═══ Records
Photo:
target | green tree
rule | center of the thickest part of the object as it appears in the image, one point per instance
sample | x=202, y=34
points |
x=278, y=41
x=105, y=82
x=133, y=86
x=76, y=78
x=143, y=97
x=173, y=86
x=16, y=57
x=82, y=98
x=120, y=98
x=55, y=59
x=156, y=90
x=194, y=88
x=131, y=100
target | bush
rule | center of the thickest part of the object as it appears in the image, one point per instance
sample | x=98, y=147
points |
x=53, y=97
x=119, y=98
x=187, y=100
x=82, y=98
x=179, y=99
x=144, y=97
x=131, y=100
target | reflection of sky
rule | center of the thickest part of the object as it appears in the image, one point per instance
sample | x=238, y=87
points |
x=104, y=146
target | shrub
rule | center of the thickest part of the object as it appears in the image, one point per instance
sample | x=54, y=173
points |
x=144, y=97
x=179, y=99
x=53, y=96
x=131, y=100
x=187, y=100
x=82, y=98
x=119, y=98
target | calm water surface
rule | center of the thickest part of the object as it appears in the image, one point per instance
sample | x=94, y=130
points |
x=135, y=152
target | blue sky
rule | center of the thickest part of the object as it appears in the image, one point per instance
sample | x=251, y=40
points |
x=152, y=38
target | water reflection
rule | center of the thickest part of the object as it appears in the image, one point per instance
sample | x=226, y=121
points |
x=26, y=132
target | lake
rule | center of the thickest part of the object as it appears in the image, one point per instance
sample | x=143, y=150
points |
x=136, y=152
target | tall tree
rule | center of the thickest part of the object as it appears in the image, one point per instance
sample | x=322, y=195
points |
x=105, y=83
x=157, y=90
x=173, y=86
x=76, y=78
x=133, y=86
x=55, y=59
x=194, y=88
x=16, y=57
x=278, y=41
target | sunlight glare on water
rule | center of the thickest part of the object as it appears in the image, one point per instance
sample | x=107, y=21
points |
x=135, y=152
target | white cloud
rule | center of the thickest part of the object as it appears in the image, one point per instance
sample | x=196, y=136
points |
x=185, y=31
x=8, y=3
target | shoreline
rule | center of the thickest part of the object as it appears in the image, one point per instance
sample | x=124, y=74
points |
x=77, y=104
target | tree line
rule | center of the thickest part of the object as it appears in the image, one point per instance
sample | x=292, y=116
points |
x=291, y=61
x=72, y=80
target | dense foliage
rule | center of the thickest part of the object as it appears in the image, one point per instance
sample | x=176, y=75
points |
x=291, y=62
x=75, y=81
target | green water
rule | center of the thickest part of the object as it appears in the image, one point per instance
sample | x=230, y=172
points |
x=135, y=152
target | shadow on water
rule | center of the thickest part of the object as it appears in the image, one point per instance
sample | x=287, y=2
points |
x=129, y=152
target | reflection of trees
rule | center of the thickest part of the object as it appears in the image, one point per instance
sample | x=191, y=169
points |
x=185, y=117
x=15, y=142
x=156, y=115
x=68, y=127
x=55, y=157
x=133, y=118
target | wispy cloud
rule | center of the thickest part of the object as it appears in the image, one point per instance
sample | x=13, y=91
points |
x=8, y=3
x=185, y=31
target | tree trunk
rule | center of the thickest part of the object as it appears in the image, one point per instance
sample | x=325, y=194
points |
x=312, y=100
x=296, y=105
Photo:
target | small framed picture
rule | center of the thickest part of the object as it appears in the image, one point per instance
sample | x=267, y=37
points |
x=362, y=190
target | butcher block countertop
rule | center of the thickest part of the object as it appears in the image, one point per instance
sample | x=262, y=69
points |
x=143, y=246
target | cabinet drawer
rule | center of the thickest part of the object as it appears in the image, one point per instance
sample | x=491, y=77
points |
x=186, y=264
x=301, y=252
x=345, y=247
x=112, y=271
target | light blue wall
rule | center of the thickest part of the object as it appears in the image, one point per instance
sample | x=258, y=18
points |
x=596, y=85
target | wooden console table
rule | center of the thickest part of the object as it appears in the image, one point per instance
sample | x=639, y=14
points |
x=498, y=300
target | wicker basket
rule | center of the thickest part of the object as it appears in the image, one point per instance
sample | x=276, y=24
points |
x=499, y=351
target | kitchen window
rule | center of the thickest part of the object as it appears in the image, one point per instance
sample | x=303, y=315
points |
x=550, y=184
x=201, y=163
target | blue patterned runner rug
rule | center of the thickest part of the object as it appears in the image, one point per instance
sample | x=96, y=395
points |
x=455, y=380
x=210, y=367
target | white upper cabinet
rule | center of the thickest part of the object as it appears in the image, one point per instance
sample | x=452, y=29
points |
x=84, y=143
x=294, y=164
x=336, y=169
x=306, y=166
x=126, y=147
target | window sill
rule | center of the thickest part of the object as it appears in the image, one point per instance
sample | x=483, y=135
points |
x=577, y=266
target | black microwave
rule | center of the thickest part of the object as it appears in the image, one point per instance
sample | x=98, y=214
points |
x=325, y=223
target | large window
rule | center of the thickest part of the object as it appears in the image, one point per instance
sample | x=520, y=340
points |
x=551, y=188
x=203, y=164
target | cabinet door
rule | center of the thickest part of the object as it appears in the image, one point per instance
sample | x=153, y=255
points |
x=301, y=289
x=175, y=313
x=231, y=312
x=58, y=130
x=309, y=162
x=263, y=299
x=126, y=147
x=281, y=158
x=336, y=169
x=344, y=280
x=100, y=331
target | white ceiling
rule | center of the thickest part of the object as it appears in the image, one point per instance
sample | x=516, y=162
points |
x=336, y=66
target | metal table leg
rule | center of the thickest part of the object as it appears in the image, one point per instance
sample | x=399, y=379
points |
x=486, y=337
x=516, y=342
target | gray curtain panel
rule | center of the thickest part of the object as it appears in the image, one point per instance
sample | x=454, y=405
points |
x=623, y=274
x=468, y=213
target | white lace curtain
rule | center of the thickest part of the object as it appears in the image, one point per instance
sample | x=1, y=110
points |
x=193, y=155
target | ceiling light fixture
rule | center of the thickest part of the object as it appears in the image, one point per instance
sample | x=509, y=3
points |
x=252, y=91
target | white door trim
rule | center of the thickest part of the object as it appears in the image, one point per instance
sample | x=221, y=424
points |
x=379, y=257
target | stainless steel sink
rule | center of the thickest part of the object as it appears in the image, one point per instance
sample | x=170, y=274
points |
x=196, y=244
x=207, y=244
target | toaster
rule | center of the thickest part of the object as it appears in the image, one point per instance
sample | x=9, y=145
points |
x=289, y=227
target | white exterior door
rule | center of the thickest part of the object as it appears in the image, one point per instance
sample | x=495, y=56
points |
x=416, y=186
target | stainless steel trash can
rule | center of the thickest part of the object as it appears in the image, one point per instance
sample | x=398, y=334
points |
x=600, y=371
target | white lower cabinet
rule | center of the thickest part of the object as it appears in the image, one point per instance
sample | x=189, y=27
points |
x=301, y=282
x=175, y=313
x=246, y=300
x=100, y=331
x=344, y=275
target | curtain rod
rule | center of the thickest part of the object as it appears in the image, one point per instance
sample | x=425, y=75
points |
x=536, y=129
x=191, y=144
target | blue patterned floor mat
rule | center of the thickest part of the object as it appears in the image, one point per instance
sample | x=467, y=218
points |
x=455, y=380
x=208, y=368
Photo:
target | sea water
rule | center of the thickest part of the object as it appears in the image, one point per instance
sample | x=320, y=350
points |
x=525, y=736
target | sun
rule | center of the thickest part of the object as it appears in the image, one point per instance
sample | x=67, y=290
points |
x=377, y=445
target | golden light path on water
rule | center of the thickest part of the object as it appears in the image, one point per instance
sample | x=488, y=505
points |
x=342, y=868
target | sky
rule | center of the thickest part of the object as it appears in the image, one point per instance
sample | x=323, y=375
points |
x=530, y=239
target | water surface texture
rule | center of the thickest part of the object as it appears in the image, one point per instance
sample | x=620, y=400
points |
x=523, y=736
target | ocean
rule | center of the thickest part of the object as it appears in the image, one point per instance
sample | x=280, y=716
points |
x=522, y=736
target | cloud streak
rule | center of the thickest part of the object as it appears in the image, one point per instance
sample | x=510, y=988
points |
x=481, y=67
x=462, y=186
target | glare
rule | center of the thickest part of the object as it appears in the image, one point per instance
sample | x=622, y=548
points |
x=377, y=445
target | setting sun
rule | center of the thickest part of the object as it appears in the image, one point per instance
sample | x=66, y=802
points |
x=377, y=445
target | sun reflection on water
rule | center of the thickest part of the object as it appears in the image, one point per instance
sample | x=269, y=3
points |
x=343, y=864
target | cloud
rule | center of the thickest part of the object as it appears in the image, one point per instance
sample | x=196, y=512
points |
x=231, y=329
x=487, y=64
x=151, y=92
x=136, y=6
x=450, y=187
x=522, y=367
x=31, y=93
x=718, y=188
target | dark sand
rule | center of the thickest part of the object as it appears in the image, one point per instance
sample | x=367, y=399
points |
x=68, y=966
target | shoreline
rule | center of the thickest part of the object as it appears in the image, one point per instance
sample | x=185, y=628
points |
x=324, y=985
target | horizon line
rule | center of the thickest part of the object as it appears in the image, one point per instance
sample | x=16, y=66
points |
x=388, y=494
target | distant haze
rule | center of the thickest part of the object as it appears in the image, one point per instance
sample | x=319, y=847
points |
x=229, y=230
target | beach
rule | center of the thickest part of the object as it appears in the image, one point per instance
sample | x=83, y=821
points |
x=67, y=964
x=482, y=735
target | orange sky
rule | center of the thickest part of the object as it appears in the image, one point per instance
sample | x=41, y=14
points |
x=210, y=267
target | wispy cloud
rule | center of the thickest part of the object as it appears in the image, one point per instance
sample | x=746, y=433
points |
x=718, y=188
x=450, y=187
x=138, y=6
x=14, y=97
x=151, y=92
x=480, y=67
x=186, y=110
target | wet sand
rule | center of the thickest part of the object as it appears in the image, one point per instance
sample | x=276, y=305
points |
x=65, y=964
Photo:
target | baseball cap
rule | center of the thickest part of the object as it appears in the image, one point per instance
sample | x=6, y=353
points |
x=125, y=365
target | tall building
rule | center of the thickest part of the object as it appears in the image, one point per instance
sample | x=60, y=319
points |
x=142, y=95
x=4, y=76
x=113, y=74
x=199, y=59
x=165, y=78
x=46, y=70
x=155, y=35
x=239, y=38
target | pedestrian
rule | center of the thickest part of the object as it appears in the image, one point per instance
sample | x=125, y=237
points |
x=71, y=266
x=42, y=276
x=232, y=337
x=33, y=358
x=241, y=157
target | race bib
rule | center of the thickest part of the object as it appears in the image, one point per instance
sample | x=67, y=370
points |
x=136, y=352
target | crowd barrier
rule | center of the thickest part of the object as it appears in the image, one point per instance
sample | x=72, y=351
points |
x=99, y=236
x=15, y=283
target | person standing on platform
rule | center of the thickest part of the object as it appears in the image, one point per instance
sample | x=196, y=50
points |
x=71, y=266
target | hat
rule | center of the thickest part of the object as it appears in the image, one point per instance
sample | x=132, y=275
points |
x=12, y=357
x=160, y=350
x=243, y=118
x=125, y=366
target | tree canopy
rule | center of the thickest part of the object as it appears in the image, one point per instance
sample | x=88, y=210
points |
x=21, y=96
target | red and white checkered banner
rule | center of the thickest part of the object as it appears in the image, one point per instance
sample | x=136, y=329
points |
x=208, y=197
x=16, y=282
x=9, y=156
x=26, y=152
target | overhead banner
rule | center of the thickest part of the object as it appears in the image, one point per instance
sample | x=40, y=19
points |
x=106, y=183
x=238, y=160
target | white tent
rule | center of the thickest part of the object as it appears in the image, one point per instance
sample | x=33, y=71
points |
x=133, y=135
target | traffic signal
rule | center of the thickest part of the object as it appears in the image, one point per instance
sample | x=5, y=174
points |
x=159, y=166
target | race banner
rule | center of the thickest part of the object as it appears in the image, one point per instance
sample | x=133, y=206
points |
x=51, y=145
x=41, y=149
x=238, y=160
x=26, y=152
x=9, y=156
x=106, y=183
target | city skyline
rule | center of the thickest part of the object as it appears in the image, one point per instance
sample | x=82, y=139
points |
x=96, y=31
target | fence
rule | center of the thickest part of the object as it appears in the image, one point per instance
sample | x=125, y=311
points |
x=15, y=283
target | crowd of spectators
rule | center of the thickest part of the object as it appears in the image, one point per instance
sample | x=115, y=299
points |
══════
[What is required]: Reproduce verbatim the stretch of entries from the line containing "target | stainless steel sink" through the line containing "x=191, y=144", including both of those lines.

[Right answer]:
target | stainless steel sink
rule | center of the thickest part of the object as it appears in the image, one point per instance
sample | x=170, y=274
points |
x=196, y=244
x=207, y=244
target | toaster
rule | center of the thickest part of the object as it appears in the image, one point per instance
sample | x=9, y=145
points |
x=289, y=227
target | white exterior door
rule | center of the thickest part of the object as it appears in the image, one point per instance
sample | x=495, y=56
points |
x=416, y=186
target | stainless steel trash can
rule | center of the thickest part of the object as it appears in the image, one point per instance
sample | x=398, y=334
points |
x=600, y=371
target | white lower cabinet
rule | center of the thickest part of the object as it appears in the image, one point per instance
sample | x=189, y=27
points |
x=301, y=282
x=175, y=313
x=246, y=300
x=100, y=331
x=344, y=275
target | curtain rod
rule | center of the thickest part of the object as it appears in the image, one point per instance
sample | x=425, y=75
points |
x=536, y=129
x=191, y=144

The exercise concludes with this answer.